§ **EXCERPT PROVIDED**
__________________________________________________
Credit card folded into paper airplane in atmosphere symbolizes contactless payment technology
#Payment Technology

Card tech evolution 2020+

Global Trends
6 Mins.

The coronavirus pandemic has accelerated the online payments revolution – and card technology is in the limelight, having played a key role during the crisis. As global economies emerge from the lockdown into the new normal, what’s in store for the evolution of card tech in 2020 and beyond?

It’s something of an understatement to say 2020 has been a challenge for many sectors. As part of the new normal, credit card technology has been thrust under the spotlight for its role in supporting social distancing and keeping the economy’s wheels turning. Now, as economies emerge from lockdown, the role of contactless payments in opening up countries and getting people moving is once again coming into focus.

Even before the coronavirus pandemic, we were already observing an ongoing revolution in consumer habits. According to UK Finance statistics on card transactions by UK cardholders, both in the UK and overseas, there were 1.6 billion transactions on debit cards in January 2020, 8.9% more than in January 2019.

The banking and finance industry organization also reveals that there were 721 million contactless card transactions in January 2020, a 12.3% increase from 642 million in the same month a year earlier, while the total value of contactless payments was £6.7 billion in January 2020, a 13.6% increase from £5.9 billion in the same month in 2019.

“Even before the coronavirus pandemic, we were already observing an ongoing revolution in consumer habits“

Game changers for secure contactless payments

Retailers and finance industry experts have been keen to harness the power of contactless cards and mobile-based payments during the pandemic because they see doing so as an important factor in improving the speed and convenience of purchasing goods. And these drivers will continue to remain crucial to driving footfall and improving the customer experience in the long term.

Security, particularly fraud prevention, is an important element of these new ways of paying, providing consumers and businesses with the confidence that their account, card, or device has not been compromised. One of the latest developments is the rollout of biometric technology.

Visa and Mastercard have been active in this area: the Visa Ready scheme and the Mastercard Biometric Card combine chip technology with fingerprints to verify the cardholder’s identity for in-store purchases. Newer payments firms are also getting in on the act. For example, Apple Pay’s Face ID and Touch ID enable users to secure contactless purchases above the £45 limit in shops, in apps and online. The Google Pay app adopts a similar approach, supporting facial recognition in addition to fingerprint identification.
__________________________________________________
§ **DATA SECTION**
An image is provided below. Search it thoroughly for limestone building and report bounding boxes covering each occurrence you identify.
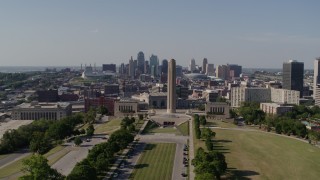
__________________________________________________
§ **TASK REQUIREMENTS**
Continue the article on card payment technology after 2020, picking up after its last sentence. You can ignore the lines; none of them are used here.

§ **EXERCISE OUTPUT**
Other security developments include tokenization and dynamic card verification value (CVV) technology. Tokenization enables banks to turn an account number into a token that prevents identification fraud. These tokens can be placed in physical devices or used for e-commerce or contactless transactions made on mobile phones. Dynamic CVV technology is becoming a game changer for secure online payments, replacing the static three-digit CVV number with an electronic display screen that automatically generates a new CVV number.

Innovative cards and sustainable solutions

Shows online payment security with a side view of male hands holding credit card typing numbers on computer keyboard while sitting at home soft focus, flare sun light, cross process image

The payments sector has continued to build on the developments in secure smart card (EMV®) standards. Indeed, smart card technology has proven to be the access point for a range of technology offerings, such as mobile wallets and big tech card programs, including the Alipay payments system offered by Alibaba. The rise of fintechs and big techs is further driving many developments in the sector, turning innovative technological ideas into customer-friendly ways of paying. Shifts in regulations have also affected the payment technology space, including PSD2, which came into force in Europe in 2019.

In recent years we’ve seen a progressive change in consumer behavior as digital natives have come of age, demanding high-speed, always-on technology that is also socially responsible. Customers have become less loyal to traditional, well-loved brands and are more prepared to do their own research before making a purchase, whether it’s a holiday, a vacuum cleaner, or any other item.

As a result, international transactions have rocketed, demand for sustainable products and services has escalated, and payment technology firms have had to respond by offering attractive, ethical, must-have services, such as innovative credit cards, sustainable solutions, and new form factors.

Just as retailers have had to respond to changes in demand on the high street by reinforcing their online presence, so too have banks, which have faced the additional challenge of new, lean market entrants that can adapt quickly to change and innovations. The COVID-19 crisis has brought into focus the importance of technology in our daily lives and has led to even more people from every age cohort turning to new ways of shopping and paying – whether it be online via credit cards, EMV®, or contactless mobile payments.

Who’s the new kid on the block?

Many of the technologies that have been rolled out over the years have been described as game changers. Contactless payment that uses near-field communication (NFC) hit the mainstream some time ago and, since its introduction, innovations such as new form factors and robust user-friendly security have gained traction in the payments world.

But it’s no longer only about paper dollars, euros, pounds, and yen. There’s another new kid on the block, one that is widely seen as the digital cash of the future: CBDCs, which can support financial inclusion, competition, efficiency, security, and innovation in payments. They can also avoid the risks of new forms of private money creation, support a resilient payments landscape, and improve the availability and usability of central bank money.